[Saved data entries]
[Start of Attachment]

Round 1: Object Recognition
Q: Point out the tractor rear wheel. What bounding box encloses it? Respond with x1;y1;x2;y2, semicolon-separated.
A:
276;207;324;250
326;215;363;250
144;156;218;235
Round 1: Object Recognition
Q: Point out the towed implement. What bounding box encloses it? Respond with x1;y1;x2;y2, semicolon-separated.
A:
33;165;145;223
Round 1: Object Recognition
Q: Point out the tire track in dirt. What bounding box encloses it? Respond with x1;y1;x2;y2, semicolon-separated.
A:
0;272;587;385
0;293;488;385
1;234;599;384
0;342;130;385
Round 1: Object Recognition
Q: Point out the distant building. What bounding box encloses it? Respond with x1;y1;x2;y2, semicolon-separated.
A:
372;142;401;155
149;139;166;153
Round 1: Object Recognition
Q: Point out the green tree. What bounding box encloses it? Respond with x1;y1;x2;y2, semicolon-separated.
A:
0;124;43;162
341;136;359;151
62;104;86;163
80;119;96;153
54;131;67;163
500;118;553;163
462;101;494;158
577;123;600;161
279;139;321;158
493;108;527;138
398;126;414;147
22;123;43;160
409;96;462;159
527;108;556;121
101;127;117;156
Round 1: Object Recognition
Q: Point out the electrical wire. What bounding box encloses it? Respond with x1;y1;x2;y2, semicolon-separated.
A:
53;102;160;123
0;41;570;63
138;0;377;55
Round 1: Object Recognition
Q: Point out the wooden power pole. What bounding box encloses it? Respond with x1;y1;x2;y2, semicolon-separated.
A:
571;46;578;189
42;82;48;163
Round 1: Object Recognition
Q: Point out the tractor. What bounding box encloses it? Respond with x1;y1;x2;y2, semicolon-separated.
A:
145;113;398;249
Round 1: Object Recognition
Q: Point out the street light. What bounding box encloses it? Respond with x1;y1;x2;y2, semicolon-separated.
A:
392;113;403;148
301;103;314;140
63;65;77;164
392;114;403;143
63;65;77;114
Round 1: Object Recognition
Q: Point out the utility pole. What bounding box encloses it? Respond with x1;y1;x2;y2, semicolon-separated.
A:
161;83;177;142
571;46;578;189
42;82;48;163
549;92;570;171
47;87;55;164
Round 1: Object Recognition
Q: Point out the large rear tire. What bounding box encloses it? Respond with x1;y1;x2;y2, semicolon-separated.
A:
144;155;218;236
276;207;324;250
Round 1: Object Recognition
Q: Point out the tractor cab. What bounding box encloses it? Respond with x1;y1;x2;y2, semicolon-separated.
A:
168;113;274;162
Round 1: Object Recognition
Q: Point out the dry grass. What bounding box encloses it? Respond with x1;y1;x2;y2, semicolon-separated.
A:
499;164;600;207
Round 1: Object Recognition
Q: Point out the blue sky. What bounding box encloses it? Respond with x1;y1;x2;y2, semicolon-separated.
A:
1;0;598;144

[End of Attachment]
[Start of Attachment]

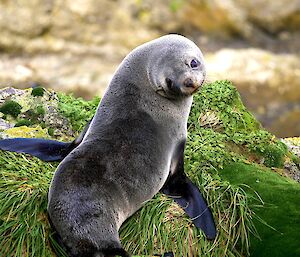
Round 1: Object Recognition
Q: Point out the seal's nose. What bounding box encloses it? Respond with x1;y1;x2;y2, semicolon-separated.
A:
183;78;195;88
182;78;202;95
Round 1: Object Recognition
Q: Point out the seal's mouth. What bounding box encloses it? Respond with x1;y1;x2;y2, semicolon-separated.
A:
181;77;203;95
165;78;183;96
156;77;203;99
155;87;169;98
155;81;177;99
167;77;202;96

[End of Attachment]
[Start of Attachment]

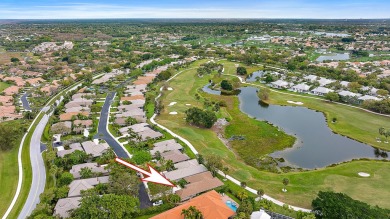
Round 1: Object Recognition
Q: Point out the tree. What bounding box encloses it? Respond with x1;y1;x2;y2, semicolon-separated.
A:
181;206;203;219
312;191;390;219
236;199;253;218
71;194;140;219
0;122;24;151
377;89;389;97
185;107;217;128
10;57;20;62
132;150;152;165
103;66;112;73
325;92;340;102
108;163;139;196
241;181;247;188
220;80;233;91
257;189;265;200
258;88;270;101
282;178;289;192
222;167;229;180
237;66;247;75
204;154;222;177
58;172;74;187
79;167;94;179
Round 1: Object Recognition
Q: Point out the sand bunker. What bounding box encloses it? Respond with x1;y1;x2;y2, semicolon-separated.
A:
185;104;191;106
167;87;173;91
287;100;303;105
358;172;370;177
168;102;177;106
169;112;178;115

[End of Attachment]

▶ _What you should do_
Where does the word "tire" appear in the records above? Return every line that holds it.

▶ _Solution_
Q: Point out the tire track in dirt. What bounding box encloses it? Respond with x1;y1;x2;y2, semicolon-separated.
Q: Point out the large rear tire. What bounding box encloses it? Respond with x1;y1;x2;y2, semicolon-separated.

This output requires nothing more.